## Directions for this task
Reproduce the entries below exactly, but only from the line containing "Kindly point to the tree" to the line containing "Kindly point to the window", inclusive.

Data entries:
──────────────────────────────

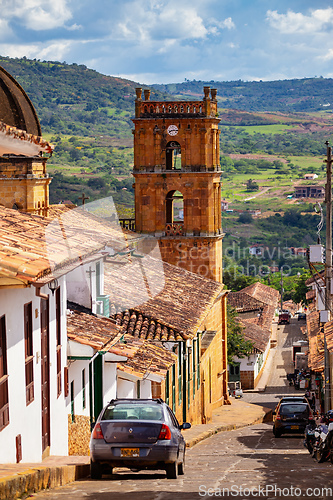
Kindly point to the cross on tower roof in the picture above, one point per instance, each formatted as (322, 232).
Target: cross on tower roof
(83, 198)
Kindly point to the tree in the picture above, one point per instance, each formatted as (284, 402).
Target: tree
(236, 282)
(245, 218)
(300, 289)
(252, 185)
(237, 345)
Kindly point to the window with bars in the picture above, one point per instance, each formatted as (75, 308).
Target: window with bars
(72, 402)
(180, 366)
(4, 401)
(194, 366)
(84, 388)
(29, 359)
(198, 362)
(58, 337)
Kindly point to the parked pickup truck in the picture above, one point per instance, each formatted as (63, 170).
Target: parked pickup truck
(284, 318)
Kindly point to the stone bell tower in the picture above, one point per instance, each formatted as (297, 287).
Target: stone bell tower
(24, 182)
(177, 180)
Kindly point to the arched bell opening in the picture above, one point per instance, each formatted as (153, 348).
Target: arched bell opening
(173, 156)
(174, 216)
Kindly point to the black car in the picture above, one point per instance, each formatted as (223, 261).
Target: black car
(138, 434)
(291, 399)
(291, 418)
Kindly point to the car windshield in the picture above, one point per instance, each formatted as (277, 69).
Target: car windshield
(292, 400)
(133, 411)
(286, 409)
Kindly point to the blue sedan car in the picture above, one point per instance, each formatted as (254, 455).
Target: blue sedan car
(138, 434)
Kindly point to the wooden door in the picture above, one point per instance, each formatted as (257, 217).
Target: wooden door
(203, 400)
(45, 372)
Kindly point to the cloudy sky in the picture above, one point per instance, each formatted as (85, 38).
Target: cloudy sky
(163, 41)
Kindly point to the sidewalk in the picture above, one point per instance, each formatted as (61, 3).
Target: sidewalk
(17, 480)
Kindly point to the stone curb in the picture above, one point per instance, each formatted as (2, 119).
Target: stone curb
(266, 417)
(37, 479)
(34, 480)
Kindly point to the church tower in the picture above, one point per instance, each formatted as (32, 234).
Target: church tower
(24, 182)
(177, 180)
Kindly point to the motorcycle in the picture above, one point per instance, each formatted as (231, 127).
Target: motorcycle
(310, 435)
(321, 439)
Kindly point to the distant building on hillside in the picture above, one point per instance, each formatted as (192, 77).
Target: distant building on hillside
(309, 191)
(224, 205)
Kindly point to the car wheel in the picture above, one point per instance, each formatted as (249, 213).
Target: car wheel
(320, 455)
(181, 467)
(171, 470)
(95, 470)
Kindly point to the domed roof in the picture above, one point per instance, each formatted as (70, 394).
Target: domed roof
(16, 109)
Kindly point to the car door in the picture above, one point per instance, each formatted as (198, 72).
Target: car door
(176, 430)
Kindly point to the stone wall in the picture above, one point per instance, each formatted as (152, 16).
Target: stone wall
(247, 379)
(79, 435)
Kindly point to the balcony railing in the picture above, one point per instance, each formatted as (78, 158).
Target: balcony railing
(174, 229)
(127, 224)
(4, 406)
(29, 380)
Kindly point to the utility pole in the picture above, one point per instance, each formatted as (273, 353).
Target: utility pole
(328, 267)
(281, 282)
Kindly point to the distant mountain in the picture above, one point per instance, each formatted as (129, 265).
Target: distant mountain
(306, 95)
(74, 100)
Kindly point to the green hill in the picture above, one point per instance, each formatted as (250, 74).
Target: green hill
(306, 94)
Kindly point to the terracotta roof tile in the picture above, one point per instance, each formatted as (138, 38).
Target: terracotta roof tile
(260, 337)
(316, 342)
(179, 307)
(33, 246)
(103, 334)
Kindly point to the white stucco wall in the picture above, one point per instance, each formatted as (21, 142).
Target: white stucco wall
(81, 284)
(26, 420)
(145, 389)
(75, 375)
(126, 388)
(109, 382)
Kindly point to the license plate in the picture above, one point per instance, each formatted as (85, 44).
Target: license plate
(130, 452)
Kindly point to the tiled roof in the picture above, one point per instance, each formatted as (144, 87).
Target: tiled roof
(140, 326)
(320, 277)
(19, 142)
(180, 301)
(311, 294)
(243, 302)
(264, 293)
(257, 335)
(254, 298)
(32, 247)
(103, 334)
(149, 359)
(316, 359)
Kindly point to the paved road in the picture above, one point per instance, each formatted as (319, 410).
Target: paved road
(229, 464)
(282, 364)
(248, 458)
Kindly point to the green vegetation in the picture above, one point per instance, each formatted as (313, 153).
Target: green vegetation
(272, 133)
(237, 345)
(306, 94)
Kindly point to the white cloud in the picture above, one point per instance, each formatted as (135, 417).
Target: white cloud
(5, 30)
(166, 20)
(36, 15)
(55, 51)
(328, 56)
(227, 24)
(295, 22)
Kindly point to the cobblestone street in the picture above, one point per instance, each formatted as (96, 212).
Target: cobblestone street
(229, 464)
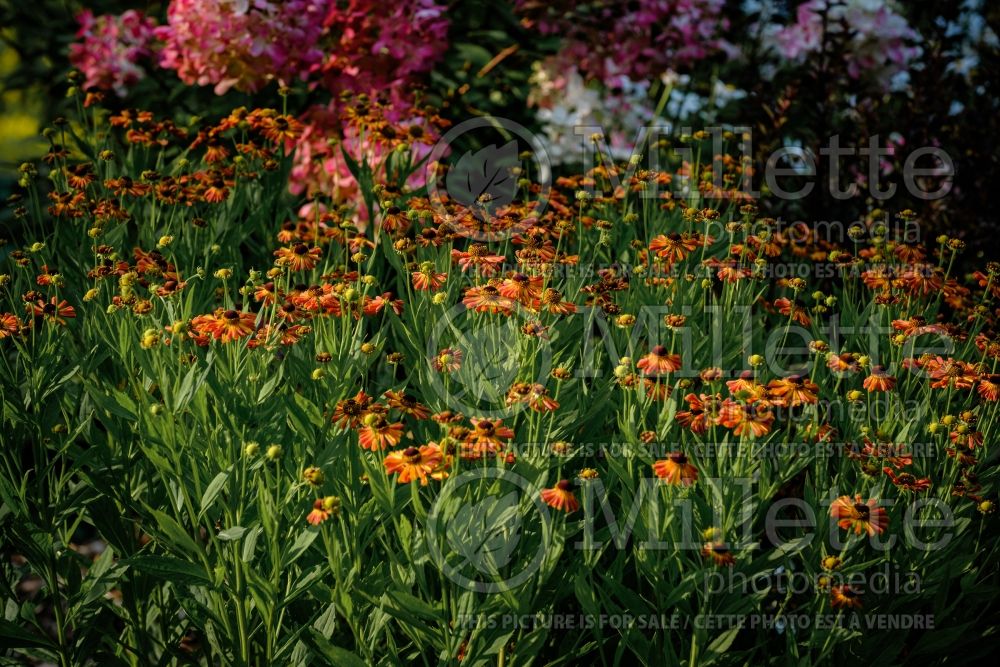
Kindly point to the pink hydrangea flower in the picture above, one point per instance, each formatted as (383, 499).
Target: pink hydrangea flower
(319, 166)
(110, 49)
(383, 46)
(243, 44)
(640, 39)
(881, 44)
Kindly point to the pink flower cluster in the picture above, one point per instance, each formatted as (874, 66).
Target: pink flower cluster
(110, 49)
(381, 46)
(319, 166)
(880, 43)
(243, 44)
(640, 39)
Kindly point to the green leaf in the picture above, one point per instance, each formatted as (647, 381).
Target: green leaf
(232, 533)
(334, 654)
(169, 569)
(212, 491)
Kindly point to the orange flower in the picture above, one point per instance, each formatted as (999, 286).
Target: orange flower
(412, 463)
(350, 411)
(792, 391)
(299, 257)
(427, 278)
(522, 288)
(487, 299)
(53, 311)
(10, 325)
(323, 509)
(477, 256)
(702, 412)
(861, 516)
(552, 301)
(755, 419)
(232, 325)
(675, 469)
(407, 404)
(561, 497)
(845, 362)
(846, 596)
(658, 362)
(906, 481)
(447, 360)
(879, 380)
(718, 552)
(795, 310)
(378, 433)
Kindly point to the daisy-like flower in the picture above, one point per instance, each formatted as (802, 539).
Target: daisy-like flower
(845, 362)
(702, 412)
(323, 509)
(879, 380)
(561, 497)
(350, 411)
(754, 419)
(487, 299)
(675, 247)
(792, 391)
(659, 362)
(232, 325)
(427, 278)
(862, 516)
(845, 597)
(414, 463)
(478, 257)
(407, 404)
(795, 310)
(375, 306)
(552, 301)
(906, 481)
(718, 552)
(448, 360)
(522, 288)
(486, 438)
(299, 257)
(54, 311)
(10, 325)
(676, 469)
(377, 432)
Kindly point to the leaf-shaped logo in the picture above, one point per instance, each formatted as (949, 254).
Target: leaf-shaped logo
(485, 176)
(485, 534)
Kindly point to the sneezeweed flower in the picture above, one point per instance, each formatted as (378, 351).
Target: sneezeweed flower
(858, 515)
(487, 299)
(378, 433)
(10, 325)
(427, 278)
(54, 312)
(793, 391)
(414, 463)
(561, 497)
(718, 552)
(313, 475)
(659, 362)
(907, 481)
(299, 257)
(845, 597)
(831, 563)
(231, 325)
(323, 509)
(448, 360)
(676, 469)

──────────────────────────────

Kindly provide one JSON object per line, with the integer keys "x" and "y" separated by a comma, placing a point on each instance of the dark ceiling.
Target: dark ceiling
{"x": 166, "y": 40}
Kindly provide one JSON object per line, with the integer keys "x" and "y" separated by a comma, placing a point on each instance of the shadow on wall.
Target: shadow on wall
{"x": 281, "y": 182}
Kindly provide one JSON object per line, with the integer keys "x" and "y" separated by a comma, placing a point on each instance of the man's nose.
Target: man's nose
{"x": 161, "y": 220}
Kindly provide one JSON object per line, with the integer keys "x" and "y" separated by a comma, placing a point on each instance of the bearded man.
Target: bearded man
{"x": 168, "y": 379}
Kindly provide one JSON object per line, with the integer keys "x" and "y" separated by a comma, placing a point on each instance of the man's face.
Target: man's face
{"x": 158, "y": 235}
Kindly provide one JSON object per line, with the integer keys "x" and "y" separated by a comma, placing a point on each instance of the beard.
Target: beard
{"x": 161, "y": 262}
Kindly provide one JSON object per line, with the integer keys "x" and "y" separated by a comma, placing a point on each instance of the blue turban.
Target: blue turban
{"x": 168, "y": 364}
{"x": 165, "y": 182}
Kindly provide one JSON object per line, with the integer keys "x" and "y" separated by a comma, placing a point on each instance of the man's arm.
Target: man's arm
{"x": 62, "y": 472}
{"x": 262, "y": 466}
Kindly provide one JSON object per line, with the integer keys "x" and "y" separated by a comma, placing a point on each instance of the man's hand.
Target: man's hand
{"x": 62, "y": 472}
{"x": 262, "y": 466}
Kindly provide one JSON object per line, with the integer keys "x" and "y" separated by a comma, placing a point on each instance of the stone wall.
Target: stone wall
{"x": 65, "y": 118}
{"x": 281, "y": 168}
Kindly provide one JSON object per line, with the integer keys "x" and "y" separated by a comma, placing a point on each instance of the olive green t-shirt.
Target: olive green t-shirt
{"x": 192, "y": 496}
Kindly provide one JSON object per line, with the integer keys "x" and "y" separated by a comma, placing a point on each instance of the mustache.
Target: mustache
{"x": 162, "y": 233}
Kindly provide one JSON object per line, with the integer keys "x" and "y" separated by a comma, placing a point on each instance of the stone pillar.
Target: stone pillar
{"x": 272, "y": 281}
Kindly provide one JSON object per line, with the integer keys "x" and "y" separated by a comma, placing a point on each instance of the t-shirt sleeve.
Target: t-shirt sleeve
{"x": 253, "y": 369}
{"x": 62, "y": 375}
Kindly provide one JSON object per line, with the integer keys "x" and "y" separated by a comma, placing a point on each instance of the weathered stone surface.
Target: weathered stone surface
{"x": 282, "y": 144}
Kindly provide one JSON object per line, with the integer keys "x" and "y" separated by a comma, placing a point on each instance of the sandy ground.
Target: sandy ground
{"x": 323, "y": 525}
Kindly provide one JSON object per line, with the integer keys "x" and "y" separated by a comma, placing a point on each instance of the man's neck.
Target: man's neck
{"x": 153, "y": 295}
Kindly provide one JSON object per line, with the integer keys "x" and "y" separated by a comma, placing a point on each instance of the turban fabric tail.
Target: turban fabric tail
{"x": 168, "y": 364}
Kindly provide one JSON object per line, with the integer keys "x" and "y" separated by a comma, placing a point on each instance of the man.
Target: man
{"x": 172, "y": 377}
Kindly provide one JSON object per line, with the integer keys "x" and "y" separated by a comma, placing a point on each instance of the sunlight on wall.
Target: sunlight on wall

──────────────────────────────

## Task response
Kindly point to the tree in the picture above, one point per instance, each formatted as (284, 402).
Target: tree
(236, 282)
(245, 218)
(300, 289)
(252, 185)
(237, 345)
Kindly point to the window with bars in the picture above, one point per instance, each formatted as (75, 308).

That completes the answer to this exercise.